The Caffeinated Beverage That Increases Your Risk Of Blood Clots

They may be small, but blood clots can have a devastating impact on our health. While the U.S. Centers for Disease Control and Prevention (CDC) reports that factors like smoking, pregnancy, hospitalization, or having cancer can increase one's susceptibility to blood clots, it appears that drinking energy drinks may also increase the risk, according to 2023 research published in the Journal of Investigative Medicine High Impact Case Reports.

Blood clotting is an essential function to ensure that your body doesn't lose too much blood when you bleed. However, the CDC states that a person dies every 6 minutes from a blood clot. Also known as venous thromboembolism (VTE), blood clots are congealed masses made up of platelets and fibrin that can obstruct blood flow through your veins and arteries, explains the Cleveland Clinic. In serious cases, blood clots that form within your vital organs, such as the brain or heart, can be life-threatening. 

Although some risk factors may be beyond our control, we can help protect ourselves against blood clots with healthy habits — such as minimizing our energy drink intake.

Energy drinks may boost platelet adhesion

America loves caffeine; just a quick glance at any Starbucks' drive-thru line can tell you that. Yet some people prefer to get their caffeine fix from alternate sources, like energy drinks. According to a 2023 Statista survey of over 10,000 participants, 33% of people ages 18 through 29 reported consuming energy drinks on a regular basis. The same was true for 36% of adults ages 30 through 49, as well as 15% of middle-aged to older adults. However, research has shown that energy drinks may create favorable conditions for blood clots to form in the body.

In a 2015 study published in The Journal of Surgical Research, 32 healthy adults between the ages of 18 and 40 were given 30 minutes to consume either a bottle of water or a sugar-free energy drink following an overnight fast. The experiment was performed twice, separated by one week. The study team analyzed blood coagulation and platelet function prior to the experiment as well as 1 hour afterwards and found a link between energy drink consumption and increases in platelet aggregation, or the adhesion of platelets clumping together (via Morgan & Claypool Life Sciences). As a result, the researchers concluded that energy drinks may potentially put your heart health at risk.

The risks of overconsumption of energy drinks

Those who push the limits of caffeinated energy drink consumption may be particularly at risk for adverse cardiovascular events. According to the previously mentioned 2023 case report, a man in his late 20s experiencing a heart attack went to the hospital following 8 hours of intense chest pain extending to his left shoulder. His symptoms developed 4 hours after having drank five energy drink cans, in addition to having drank multiple energy drinks daily for the last few weeks.

In the research, the study team highlighted energy drinks' hypercoagulation effects and the subsequent increased risk of blood clots. While further investigation is needed, experts emphasize the need for increased awareness around the potential health hazards of energy drinks and the importance of keeping consumption to a minimum. The U.S. Food and Drug Administration (FDA) advises keeping caffeine intake under 400 milligrams daily, as exceeding this amount may induce harmful side effects. Mind you, different energy drinks have different amounts of caffeine, so be sure to always check the product label.

■ Tasks:
1. Transcribe the part of the article on energy drinks and blood clots starting with "Those who push" and going on through "last few weeks.".
2. According to the article on energy drinks and blood clots, what daily caffeine limit does the FDA advise?
3. Decide whether each statement agrees with the article on energy drinks and blood clots, answering yes or no and quoting the words that decide it.
(a) In the 2015 study, participants drank either water or a sugar-free energy drink after an overnight fast.
(b) The man described in the 2023 case report was in his early 40s.
(c) The CDC states that a person dies every 6 minutes from a blood clot.

■ Recorded data:
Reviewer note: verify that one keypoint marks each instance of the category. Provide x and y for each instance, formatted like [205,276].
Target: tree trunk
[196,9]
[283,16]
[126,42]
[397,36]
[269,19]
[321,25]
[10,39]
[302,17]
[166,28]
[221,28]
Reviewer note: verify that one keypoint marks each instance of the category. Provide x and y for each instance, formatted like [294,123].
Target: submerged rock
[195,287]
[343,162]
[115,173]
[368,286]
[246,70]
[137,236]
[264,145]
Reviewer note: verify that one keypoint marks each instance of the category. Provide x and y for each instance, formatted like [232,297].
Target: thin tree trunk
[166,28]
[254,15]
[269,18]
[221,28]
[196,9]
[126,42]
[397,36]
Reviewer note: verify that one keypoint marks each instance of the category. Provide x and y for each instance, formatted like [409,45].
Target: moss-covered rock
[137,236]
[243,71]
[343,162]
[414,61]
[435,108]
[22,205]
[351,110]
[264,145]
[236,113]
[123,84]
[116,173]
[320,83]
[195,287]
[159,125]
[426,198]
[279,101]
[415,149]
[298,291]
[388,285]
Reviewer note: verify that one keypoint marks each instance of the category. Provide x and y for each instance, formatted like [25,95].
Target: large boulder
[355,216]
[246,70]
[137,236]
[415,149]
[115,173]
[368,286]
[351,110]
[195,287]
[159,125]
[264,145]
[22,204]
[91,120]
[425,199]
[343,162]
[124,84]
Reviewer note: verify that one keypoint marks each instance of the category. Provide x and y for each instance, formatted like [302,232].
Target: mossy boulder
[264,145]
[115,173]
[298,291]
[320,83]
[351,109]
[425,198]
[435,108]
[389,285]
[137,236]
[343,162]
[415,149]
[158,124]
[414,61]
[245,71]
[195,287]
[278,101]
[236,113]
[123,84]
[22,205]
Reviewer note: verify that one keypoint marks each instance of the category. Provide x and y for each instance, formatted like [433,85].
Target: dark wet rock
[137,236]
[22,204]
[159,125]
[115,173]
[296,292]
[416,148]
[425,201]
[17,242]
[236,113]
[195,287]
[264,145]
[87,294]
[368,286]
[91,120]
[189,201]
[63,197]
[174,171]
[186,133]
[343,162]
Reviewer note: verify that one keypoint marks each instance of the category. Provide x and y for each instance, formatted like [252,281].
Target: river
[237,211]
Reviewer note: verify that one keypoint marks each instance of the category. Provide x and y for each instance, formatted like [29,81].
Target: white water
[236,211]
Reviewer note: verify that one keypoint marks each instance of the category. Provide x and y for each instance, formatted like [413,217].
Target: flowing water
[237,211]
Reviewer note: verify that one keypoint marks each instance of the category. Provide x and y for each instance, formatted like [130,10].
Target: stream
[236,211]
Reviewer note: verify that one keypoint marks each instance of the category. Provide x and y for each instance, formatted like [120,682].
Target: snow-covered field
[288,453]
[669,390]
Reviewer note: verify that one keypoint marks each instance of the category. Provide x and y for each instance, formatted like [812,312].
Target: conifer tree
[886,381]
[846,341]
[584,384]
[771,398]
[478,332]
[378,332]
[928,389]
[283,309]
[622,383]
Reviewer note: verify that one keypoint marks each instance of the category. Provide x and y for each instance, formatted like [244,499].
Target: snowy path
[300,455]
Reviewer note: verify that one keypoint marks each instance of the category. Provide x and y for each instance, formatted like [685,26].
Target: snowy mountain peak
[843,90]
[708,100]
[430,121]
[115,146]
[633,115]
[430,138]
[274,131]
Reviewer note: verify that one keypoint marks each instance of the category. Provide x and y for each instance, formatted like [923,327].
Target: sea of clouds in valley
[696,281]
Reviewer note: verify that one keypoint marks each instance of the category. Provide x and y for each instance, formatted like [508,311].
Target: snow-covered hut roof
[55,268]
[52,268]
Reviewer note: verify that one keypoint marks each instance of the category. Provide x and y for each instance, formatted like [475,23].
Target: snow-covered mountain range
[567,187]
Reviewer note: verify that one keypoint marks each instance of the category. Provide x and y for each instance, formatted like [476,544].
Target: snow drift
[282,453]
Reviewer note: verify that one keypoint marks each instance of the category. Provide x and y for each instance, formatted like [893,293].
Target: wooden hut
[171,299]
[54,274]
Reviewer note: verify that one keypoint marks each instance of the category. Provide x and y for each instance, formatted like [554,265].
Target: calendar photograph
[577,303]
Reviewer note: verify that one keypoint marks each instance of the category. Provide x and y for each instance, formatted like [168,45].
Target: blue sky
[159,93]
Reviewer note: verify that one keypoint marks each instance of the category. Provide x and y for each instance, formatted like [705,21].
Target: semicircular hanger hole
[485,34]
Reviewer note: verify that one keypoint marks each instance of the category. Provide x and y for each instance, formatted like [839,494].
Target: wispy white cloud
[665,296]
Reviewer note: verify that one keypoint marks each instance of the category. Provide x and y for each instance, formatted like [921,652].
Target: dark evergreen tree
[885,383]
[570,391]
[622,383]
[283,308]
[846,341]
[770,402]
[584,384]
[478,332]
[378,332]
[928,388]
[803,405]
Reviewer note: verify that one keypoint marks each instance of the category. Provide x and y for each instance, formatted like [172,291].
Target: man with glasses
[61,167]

■ Results for each task:
1.
Those who push the limits of caffeinated energy drink consumption may be particularly at risk for adverse cardiovascular events. According to the previously mentioned 2023 case report, a man in his late 20s experiencing a heart attack went to the hospital following 8 hours of intense chest pain extending to his left shoulder. His symptoms developed 4 hours after having drank five energy drink cans, in addition to having drank multiple energy drinks daily for the last few weeks.

2. The FDA advises keeping caffeine intake under 400 milligrams daily.

3.
(a) Yes: "given 30 minutes to consume either a bottle of water or a sugar-free energy drink following an overnight fast."
(b) No: "a man in his late 20s experiencing a heart attack went to the hospital."
(c) Yes: "the CDC states that a person dies every 6 minutes from a blood clot."